Labeled shape data
--*--
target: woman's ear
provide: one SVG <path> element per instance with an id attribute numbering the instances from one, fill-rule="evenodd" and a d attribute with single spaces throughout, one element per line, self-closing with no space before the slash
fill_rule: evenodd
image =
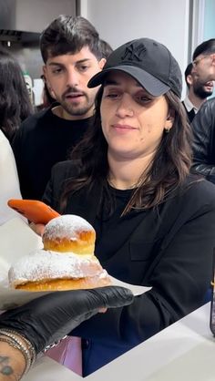
<path id="1" fill-rule="evenodd" d="M 173 126 L 174 120 L 175 120 L 175 111 L 173 109 L 169 109 L 168 116 L 167 116 L 164 129 L 166 130 L 167 129 L 169 130 Z"/>

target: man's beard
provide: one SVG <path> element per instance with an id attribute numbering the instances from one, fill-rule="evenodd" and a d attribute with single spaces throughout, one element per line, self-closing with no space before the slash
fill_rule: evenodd
<path id="1" fill-rule="evenodd" d="M 84 97 L 85 101 L 80 105 L 74 105 L 67 100 L 67 95 L 69 94 L 69 92 L 79 93 L 77 89 L 69 88 L 69 90 L 63 94 L 61 98 L 56 97 L 56 101 L 60 103 L 62 108 L 64 108 L 67 114 L 71 115 L 71 117 L 83 117 L 93 108 L 95 96 L 89 97 L 87 94 L 81 92 L 81 96 Z"/>
<path id="2" fill-rule="evenodd" d="M 87 102 L 85 106 L 77 106 L 74 107 L 73 105 L 70 105 L 68 102 L 66 101 L 60 101 L 61 107 L 67 112 L 67 114 L 71 115 L 72 117 L 82 117 L 83 115 L 87 114 L 90 108 L 92 108 L 92 106 L 94 102 L 89 103 Z"/>
<path id="3" fill-rule="evenodd" d="M 196 94 L 197 97 L 200 98 L 201 99 L 205 99 L 206 98 L 210 97 L 210 95 L 212 95 L 213 93 L 213 89 L 212 90 L 205 90 L 204 89 L 204 85 L 201 84 L 196 84 L 193 87 L 193 92 L 194 94 Z"/>

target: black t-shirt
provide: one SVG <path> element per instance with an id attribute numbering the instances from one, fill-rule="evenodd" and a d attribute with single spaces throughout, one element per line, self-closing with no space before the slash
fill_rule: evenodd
--*--
▸ Aim: Copy every line of the data above verbatim, but leave out the pictures.

▸ Result of this task:
target: woman's ear
provide: one SVG <path> element per instance with an id attribute numbering the instances from one, fill-rule="evenodd" and a d attribute with single spaces throughout, one element per line, self-closing with no space before the slash
fill_rule: evenodd
image =
<path id="1" fill-rule="evenodd" d="M 173 126 L 174 120 L 175 120 L 175 111 L 173 109 L 169 109 L 168 116 L 167 116 L 164 129 L 166 130 L 167 129 L 169 130 Z"/>

target: man's beard
provide: one SVG <path> element per instance with an id attribute numbering the instances from one, fill-rule="evenodd" and a d attribute with single spaces throughout, one element per line, self-closing with no space before the slash
fill_rule: evenodd
<path id="1" fill-rule="evenodd" d="M 84 97 L 85 101 L 80 105 L 74 105 L 67 100 L 67 95 L 69 94 L 69 92 L 79 93 L 77 89 L 69 88 L 69 90 L 63 94 L 61 98 L 56 97 L 56 101 L 60 103 L 62 108 L 64 108 L 67 114 L 71 115 L 71 117 L 83 117 L 93 108 L 95 96 L 89 97 L 87 94 L 81 92 L 81 96 Z"/>
<path id="2" fill-rule="evenodd" d="M 87 102 L 85 106 L 77 106 L 74 107 L 73 105 L 70 105 L 68 102 L 66 101 L 60 101 L 61 107 L 67 112 L 67 114 L 71 115 L 72 117 L 82 117 L 83 115 L 87 114 L 90 108 L 92 108 L 92 106 L 94 102 L 89 103 Z"/>
<path id="3" fill-rule="evenodd" d="M 196 94 L 197 97 L 200 98 L 201 99 L 205 99 L 206 98 L 210 97 L 210 95 L 212 95 L 213 93 L 213 89 L 212 90 L 205 90 L 204 89 L 204 85 L 201 84 L 196 84 L 193 87 L 193 92 L 194 94 Z"/>

target: black t-shirt
provide: one SVG <path> element per instance with an id attribute numbering the instances from one, fill-rule="evenodd" and a d attribute with single spaces throughout, one element per line, self-closing with no space before the slash
fill_rule: evenodd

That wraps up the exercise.